Estratto della fonte —
************

Che qualcuno possa pensare che per fare letteratura non sia necessaria una tecnica mi sembra assai singolare: il mostruoso livello di astrazione del codice linguistico, soprattutto nella versione scritta, mi sembra perfino difficile da concepire! Comunque anche questa sarà una questione di interpretazioni.
Grazie per l’ulteriore bel video/promemoria di Frankie. Anche quella è letteratura (narrativa, cinema, poesia, teatro, grafica, architettura, eccetera). D’altra parte anche la letteratura è un po’ musica.
Mi raccomando, Marco, non smettere mai di ardere e scherzare! Però ricordati (perché lo sai già) che lo scherzare, al contrario dell’ardere, è un po’ come la musica.
#189 Comment By alice On 24 maggio 2011 @ 20:06
@Gamberetta:
Faccio qualche ricerca in merito e proverò. Ho bisogno di imput nuovi, di un libro che mi appassioni dall’inizio alla fine. Il mio gusto o è peggiorato o si è affinato, fatto sta che non riesco più a finire niente. Insomma, grazie!
#190 Comment By Mauro On 25 maggio 2011 @ 17:25
Alice:
A me sono piaciuti molto The Haunted Vagina (molto breve – 105 pagine – e scorrevole, ottimo per provare) e Dragon’s Egg (meno bello, ma comunque valido, il seguito, Starquake): il secondo è fantascienza hard (di quella dove la fisica te la spiegano), il primo Bizarro Fiction (se non hai mai letto nulla del genere e vuoi nuovi input, parti da quello).
#191 Comment By Alberello On 26 maggio 2011 @ 15:02
@tasso
Visto che ci tieni ad essere pignolo, andiamo a pignolare. xD Il tecnicismo è giusto, ma secondo te quanti artisti sanno o viene spiegata loro questa differenza? Leggi per esempio l’intervista alla suddetta Melissa P.
Trovi mai dire: “Titolarità dello sfruttamento economico dell’opera”?

************

Materiale fornito —
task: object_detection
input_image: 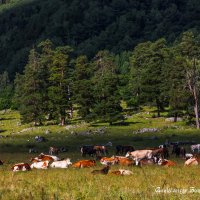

************

Da fare — Trascrivi per intero e senza alcuna modifica l'estratto della fonte con i commenti sulla letteratura.

Risposta al problema —
Che qualcuno possa pensare che per fare letteratura non sia necessaria una tecnica mi sembra assai singolare: il mostruoso livello di astrazione del codice linguistico, soprattutto nella versione scritta, mi sembra perfino difficile da concepire! Comunque anche questa sarà una questione di interpretazioni.
Grazie per l’ulteriore bel video/promemoria di Frankie. Anche quella è letteratura (narrativa, cinema, poesia, teatro, grafica, architettura, eccetera). D’altra parte anche la letteratura è un po’ musica.
Mi raccomando, Marco, non smettere mai di ardere e scherzare! Però ricordati (perché lo sai già) che lo scherzare, al contrario dell’ardere, è un po’ come la musica.
#189 Comment By alice On 24 maggio 2011 @ 20:06
@Gamberetta:
Faccio qualche ricerca in merito e proverò. Ho bisogno di imput nuovi, di un libro che mi appassioni dall’inizio alla fine. Il mio gusto o è peggiorato o si è affinato, fatto sta che non riesco più a finire niente. Insomma, grazie!
#190 Comment By Mauro On 25 maggio 2011 @ 17:25
Alice:
A me sono piaciuti molto The Haunted Vagina (molto breve – 105 pagine – e scorrevole, ottimo per provare) e Dragon’s Egg (meno bello, ma comunque valido, il seguito, Starquake): il secondo è fantascienza hard (di quella dove la fisica te la spiegano), il primo Bizarro Fiction (se non hai mai letto nulla del genere e vuoi nuovi input, parti da quello).
#191 Comment By Alberello On 26 maggio 2011 @ 15:02
@tasso
Visto che ci tieni ad essere pignolo, andiamo a pignolare. xD Il tecnicismo è giusto, ma secondo te quanti artisti sanno o viene spiegata loro questa differenza? Leggi per esempio l’intervista alla suddetta Melissa P.
Trovi mai dire: “Titolarità dello sfruttamento economico dell’opera”?